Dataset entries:

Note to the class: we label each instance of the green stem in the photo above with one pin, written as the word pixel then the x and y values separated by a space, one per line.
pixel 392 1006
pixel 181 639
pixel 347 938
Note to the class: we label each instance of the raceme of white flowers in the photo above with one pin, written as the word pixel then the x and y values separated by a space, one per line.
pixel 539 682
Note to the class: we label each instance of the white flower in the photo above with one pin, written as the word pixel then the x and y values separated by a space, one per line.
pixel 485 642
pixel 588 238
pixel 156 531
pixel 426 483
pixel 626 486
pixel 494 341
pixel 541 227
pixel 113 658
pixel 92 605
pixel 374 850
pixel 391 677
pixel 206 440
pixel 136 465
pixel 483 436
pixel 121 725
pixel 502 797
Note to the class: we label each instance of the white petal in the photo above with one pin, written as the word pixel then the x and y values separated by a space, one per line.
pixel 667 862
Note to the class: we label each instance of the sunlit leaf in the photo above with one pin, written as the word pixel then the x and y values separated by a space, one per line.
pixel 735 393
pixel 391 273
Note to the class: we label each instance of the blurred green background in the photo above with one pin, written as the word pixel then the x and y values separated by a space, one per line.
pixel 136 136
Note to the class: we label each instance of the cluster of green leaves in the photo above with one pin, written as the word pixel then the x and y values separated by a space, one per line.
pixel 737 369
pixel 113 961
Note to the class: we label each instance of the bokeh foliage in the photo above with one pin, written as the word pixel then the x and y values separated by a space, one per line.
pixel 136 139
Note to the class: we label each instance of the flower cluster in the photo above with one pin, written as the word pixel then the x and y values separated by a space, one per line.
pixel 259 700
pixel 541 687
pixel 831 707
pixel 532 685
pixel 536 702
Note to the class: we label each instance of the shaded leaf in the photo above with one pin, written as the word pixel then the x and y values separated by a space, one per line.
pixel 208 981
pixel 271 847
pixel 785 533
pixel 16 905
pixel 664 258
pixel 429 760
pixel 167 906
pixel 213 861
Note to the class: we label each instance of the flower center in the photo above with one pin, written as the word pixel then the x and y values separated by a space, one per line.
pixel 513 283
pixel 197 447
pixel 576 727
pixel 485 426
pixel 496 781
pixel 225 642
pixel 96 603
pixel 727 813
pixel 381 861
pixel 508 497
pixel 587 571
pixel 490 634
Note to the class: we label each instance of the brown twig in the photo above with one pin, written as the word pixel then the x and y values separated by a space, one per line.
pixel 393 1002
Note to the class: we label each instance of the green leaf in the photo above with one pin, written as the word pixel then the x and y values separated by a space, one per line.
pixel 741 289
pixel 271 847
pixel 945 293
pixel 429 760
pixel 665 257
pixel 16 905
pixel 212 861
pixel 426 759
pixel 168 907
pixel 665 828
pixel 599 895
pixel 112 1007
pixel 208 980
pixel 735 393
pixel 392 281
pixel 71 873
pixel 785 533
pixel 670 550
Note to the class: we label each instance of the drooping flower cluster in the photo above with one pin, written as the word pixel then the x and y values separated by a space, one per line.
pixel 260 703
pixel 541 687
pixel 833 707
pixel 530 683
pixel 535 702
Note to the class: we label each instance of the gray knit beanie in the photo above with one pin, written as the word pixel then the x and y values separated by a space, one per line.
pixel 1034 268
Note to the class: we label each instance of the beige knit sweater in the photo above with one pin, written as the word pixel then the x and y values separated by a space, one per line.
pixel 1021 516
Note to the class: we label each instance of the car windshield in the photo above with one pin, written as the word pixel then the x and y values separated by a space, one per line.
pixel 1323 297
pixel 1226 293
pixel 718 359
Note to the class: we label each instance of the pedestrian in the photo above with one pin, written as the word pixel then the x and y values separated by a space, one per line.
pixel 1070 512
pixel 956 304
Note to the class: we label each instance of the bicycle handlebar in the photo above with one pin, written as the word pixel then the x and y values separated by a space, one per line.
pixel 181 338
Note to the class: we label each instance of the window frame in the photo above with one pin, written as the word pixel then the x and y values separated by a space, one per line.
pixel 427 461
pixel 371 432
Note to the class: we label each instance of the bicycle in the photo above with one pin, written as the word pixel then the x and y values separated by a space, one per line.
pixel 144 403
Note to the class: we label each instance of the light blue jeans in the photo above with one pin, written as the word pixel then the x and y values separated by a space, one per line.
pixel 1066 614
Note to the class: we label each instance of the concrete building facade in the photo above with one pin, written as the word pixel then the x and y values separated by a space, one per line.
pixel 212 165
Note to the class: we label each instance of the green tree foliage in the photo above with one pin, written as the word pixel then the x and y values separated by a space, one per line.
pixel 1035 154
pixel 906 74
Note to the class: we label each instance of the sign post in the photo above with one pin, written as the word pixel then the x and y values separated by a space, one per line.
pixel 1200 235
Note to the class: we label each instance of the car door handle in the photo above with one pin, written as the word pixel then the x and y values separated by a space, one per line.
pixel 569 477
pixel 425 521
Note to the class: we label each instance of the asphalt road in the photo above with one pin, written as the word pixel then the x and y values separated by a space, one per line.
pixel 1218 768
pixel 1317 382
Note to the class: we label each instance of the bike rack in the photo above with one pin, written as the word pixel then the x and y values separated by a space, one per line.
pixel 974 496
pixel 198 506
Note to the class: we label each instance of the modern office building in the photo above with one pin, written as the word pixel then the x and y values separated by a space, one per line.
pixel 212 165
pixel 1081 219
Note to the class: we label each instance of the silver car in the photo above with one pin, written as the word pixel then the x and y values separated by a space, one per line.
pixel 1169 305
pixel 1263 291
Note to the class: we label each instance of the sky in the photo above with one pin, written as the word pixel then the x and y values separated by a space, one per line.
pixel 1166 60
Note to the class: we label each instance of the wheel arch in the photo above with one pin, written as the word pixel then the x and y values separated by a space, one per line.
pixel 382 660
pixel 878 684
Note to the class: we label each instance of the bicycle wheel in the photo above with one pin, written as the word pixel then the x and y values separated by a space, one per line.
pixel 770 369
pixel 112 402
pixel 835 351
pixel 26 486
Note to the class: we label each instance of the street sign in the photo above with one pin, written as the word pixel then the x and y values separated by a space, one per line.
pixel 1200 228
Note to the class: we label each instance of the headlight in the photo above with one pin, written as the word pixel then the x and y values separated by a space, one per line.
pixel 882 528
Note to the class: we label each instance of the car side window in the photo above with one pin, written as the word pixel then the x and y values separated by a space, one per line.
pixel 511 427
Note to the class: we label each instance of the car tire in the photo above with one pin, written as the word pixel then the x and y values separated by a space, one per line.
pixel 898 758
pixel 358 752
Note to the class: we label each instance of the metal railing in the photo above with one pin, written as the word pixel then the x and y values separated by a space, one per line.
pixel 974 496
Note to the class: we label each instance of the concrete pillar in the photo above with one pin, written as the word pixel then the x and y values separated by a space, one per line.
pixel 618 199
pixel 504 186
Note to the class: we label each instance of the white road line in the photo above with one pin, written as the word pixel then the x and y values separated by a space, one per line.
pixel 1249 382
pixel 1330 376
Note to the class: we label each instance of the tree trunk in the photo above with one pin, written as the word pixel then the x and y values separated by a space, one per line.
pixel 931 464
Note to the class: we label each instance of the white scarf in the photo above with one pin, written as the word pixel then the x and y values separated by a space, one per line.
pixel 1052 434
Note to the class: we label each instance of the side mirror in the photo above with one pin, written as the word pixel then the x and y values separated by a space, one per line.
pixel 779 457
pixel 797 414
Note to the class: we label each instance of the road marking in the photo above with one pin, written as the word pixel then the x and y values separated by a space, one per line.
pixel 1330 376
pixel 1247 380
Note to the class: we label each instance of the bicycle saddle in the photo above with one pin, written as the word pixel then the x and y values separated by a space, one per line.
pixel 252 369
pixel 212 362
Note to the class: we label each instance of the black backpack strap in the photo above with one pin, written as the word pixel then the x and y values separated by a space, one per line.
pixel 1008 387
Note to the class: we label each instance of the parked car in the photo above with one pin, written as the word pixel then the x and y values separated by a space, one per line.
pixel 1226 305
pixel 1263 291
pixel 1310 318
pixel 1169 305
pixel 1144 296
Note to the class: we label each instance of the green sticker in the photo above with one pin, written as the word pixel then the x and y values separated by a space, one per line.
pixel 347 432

---

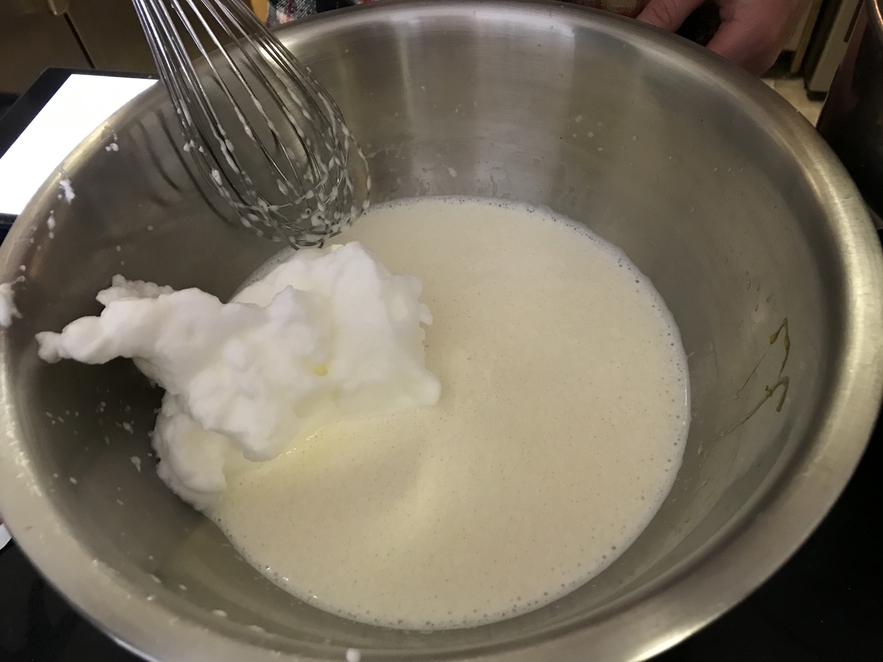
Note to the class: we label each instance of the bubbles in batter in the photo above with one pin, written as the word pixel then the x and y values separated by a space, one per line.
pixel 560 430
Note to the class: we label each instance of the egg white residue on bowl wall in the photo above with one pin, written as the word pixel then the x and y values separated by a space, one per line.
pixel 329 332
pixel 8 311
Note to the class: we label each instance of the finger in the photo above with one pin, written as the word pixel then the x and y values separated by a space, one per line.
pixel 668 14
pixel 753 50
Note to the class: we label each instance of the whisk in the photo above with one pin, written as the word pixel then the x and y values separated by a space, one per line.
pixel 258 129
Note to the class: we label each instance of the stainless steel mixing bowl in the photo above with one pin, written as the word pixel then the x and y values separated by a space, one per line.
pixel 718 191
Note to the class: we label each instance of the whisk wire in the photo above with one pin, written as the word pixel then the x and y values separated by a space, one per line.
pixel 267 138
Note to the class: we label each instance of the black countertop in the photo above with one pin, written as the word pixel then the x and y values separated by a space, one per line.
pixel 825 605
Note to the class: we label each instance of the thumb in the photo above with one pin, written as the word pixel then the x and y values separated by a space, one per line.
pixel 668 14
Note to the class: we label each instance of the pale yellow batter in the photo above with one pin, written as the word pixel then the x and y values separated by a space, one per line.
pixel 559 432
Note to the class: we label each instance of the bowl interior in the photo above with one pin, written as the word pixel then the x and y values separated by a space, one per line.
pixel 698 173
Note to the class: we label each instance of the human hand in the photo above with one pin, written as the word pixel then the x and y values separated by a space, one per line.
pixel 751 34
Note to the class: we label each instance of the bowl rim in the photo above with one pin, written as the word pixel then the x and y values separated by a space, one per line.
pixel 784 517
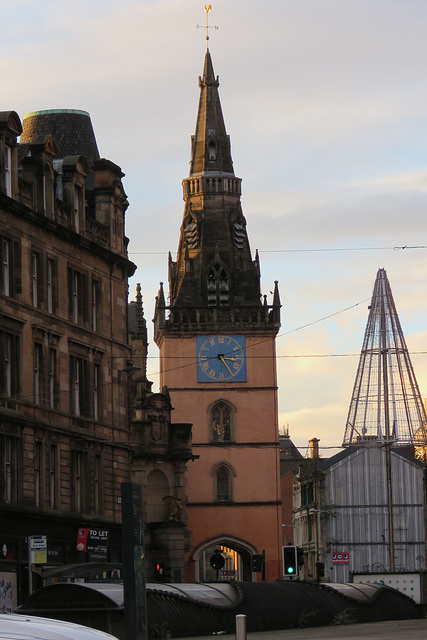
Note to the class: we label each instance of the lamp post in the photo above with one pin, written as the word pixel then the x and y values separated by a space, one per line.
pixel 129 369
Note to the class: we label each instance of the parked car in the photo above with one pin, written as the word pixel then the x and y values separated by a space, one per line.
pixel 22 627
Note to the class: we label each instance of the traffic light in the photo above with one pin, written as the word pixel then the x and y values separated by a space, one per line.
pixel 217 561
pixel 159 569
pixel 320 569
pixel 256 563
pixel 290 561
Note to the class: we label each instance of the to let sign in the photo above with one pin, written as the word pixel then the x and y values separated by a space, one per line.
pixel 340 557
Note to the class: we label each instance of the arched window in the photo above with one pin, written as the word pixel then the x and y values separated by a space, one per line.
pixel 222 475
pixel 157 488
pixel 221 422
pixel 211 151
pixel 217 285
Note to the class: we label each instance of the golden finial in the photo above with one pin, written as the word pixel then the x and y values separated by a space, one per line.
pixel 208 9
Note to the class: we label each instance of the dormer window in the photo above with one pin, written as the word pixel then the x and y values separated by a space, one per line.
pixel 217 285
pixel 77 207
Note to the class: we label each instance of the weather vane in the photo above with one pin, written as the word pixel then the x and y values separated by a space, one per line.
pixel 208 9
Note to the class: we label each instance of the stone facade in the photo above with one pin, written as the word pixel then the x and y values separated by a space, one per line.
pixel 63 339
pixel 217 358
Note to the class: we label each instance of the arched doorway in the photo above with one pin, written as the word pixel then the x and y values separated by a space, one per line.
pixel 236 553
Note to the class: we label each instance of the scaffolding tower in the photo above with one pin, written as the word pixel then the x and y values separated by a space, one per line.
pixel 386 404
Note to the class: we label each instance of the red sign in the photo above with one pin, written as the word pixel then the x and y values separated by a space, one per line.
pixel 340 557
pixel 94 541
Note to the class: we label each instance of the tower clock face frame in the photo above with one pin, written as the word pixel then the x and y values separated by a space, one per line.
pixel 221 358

◆ Short problem
Rewrite the rows from the line with "the white flower" to the line with "pixel 494 341", replacing "pin" with "marker" and leaving everything else unchanged.

◆ Finished answer
Note to the class: we label each instance of the white flower in the photo above with one marker, written as the word pixel then the x and y values separated by a space, one per line.
pixel 485 642
pixel 588 238
pixel 156 531
pixel 426 483
pixel 626 486
pixel 494 341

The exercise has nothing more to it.